# Serie di esercizi:
• a. Riscrivi sotto forma di elenco puntato il paragrafo del testo che comincia con "Ecco dunque i due amici", mantenendone i fatti principali.
• b. Rispondi in breve alle domande seguenti, basandoti sul testo.
(i) Chi sono i due interpreti del film?
(ii) In quanti giorni si svolgono le vicende dei due protagonisti?
(iii) Che lavoro fa Tomas in Canada?
• c. Cita dal testo il passo che va da "Commedia, per carità, è" fino a "vivere in Canada." compreso.

# Testo del documento:
********

Stiamo parlando di Truman, un vero amico è per sempre di Cesc Gay, il film dell’anno del cinema spagnolo, trionfatore ai Goya. Ossia l’ equivalente dei nostri David che, invece, hanno appena incoronato “film dell’anno” la commedia di corna nell’era degli smartphone di Paolo Genenovese (Perfetti sconosciuti).

Commedia, per carità, è anche Truman (non ci “scandalizziamo” per questo rispetto ai David), ma nel vero senso di “commedia umana”, in cui tragico e comico vanno di pari passo, così come la vita e la morte fanno parte della stessa “avventura”. E di come ciascuno di noi è capace di affrontarle.

Con due interpreti straordinari, Ricardo Darin e Javier Camara, Truman ci mette di fronte al quotidiano di un uomo “sconfitto” da un tumore e dall’arrivo, per l'”estremo saluto”, del suo più caro amico che da anni si è trasferito a vivere in Canada.

Niente di più drammatico a stare al tema. E invece non è così. Perché il racconto, attraverso una scrittura lieve e profondamente umana (la sceneggiatura è dello stesso regista e Tomas Aragay), ci accompagna per mano con ironia e leggerezza nelle esistenze dei due narrate nell’arco di quattro giorni.

All’inizio, semplicemente, due amici che si ritrovano dopo tanta lontananza. Tomas in Canada ha ormai una famiglia e insegna all’Università, Julien è un famoso attore di teatro, argentino, che a Madrid vive da sempre. Una vita da seduttore seriale, la sua, con una ex moglie a cui è ancora legato e un figlio che vive ad Amsterdam e che ora, dopo tanta chemio e nessuna prospettiva, ha deciso di interrompere ogni terapia. E quindi di provare a “sistemare le ultime cose”. A cominciare dal suo cane, il Truman del titolo, a cui deve trovare un nuovo padrone e la cui ricerca fa da contrappunto, malinconicamente comico, a tutto il film.

Ecco dunque i due amici, incontrare i potenziali nuovi padroni del buon vecchio Truman. Impresa difficile, tra l’altro. Perché la gente vuole i “cuccioli”, spiega loro una coppia di russe con bambino. Truman, invece, come il suo padrone “puzza di morte” e alla gente non piace. O imbarazza. Non c’è commiserazione, però, nel racconto. Nè nei dialoghi essenziali e liberi da qualsiasi retorica. Ma anzi e soprattutto c’è ironia, a tratti pungente. Come all’arrivo dei due nell’agenzia di pompe funebri in cui Julien si informa sui costi di bara e funerale, davanti all’incredulità dell’impiegato.

Oppure, ancora, c’è commozione e dolcezza, nell’incontro col figlio di Julien e della sua fidanzata che, i due amici, vanno a trovare ad Amsterdan con un volo di andata e ritorno in giornata. E, infine, soprattutto c’è l’amicizia, quella capace di riempire la vita, a cui affidarti e poter chiedere di accompagnarti anche nella decisinione estrema. Perché la morte, del resto, fa parte della vita. E non può essere un tabù.

********

# Materiale di partenza:
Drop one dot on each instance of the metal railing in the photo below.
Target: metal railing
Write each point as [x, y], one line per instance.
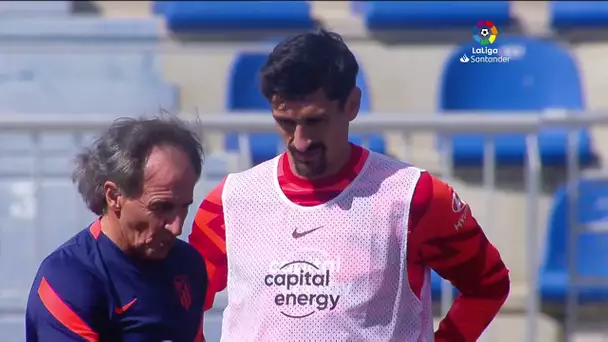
[530, 125]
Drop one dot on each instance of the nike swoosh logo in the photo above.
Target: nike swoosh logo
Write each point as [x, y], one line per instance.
[297, 235]
[122, 310]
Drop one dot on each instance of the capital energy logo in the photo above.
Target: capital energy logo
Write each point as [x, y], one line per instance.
[304, 286]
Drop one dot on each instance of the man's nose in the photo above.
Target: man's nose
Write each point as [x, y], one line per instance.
[176, 226]
[301, 141]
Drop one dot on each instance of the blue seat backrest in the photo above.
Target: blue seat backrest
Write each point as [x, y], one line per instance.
[434, 15]
[82, 66]
[540, 75]
[81, 28]
[237, 15]
[578, 14]
[82, 97]
[592, 243]
[244, 95]
[15, 9]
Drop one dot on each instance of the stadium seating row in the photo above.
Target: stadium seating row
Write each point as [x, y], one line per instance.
[540, 76]
[377, 15]
[589, 249]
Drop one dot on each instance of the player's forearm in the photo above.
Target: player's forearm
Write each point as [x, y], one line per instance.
[473, 311]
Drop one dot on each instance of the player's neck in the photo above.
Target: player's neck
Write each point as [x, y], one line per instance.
[111, 228]
[333, 168]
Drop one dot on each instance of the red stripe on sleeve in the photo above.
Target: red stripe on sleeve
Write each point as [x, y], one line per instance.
[63, 313]
[444, 235]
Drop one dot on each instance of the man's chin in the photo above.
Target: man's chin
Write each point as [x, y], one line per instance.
[308, 170]
[158, 253]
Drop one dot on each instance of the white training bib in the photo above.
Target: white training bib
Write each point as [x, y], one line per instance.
[332, 272]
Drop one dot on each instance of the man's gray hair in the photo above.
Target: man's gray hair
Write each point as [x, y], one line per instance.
[120, 155]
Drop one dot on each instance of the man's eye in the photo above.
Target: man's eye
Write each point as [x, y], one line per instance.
[163, 207]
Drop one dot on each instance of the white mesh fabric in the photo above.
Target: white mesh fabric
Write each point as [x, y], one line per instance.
[345, 281]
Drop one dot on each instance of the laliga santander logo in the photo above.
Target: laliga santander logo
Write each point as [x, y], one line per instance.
[485, 32]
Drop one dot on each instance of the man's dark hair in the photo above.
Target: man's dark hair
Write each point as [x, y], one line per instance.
[120, 156]
[307, 62]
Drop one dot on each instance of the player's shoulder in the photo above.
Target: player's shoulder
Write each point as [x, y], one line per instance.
[72, 259]
[393, 167]
[185, 253]
[257, 171]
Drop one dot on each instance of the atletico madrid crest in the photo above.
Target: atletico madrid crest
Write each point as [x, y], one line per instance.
[182, 287]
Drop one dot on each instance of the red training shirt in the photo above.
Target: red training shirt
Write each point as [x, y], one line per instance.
[451, 243]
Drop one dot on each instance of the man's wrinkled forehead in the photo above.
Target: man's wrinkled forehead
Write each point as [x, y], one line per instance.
[306, 106]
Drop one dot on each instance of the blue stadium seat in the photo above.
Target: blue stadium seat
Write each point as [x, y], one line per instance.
[578, 14]
[395, 15]
[237, 15]
[78, 97]
[100, 66]
[53, 8]
[244, 95]
[591, 243]
[76, 27]
[540, 76]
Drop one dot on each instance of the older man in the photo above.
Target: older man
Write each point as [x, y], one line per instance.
[126, 277]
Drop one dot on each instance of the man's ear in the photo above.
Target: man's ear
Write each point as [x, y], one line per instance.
[112, 194]
[353, 103]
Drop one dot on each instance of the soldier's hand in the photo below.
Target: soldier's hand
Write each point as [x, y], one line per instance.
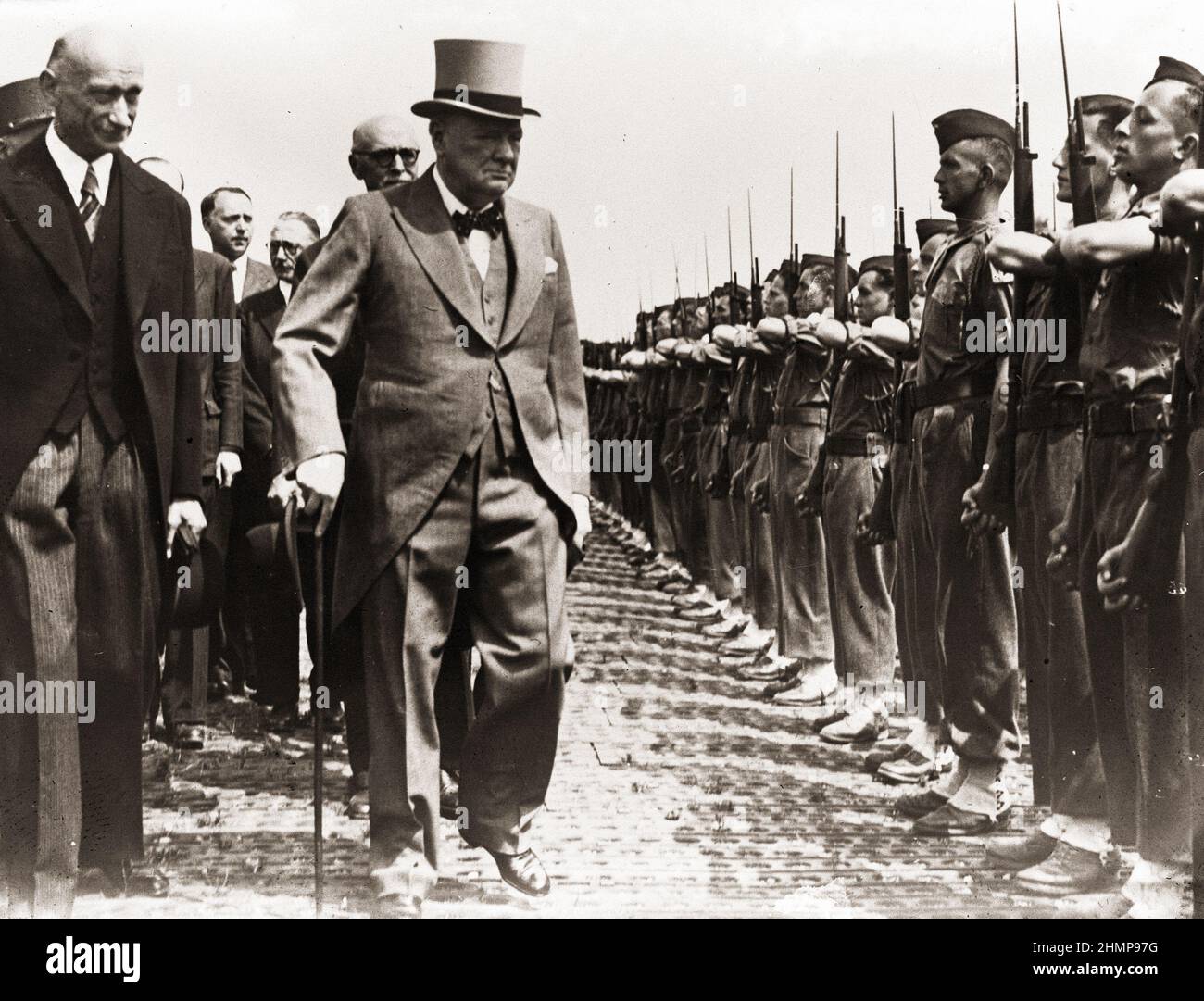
[582, 515]
[759, 494]
[185, 518]
[1112, 586]
[1062, 561]
[810, 501]
[866, 533]
[974, 518]
[281, 490]
[228, 466]
[320, 481]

********

# Risposte:
• a.
- I due amici incontrano i potenziali nuovi padroni di Truman, ma l'impresa è difficile.
- Una coppia di russe con bambino spiega loro che la gente vuole i cuccioli.
- Truman, come il suo padrone, "puzza di morte", e questo alla gente non piace o la imbarazza.
- Nel racconto non c'è commiserazione, e i dialoghi sono essenziali e privi di retorica.
- C'è invece ironia, a tratti pungente, come nella scena dell'agenzia di pompe funebri. Lì Julien si informa sui costi di bara e funerale davanti all'incredulità dell'impiegato.

• b.
(i) Ricardo Darin e Javier Camara.
(ii) Quattro giorni.
(iii) Insegna all'Università.

• c.
Commedia, per carità, è anche Truman (non ci “scandalizziamo” per questo rispetto ai David), ma nel vero senso di “commedia umana”, in cui tragico e comico vanno di pari passo, così come la vita e la morte fanno parte della stessa “avventura”. E di come ciascuno di noi è capace di affrontarle.

Con due interpreti straordinari, Ricardo Darin e Javier Camara, Truman ci mette di fronte al quotidiano di un uomo “sconfitto” da un tumore e dall’arrivo, per l'”estremo saluto”, del suo più caro amico che da anni si è trasferito a vivere in Canada.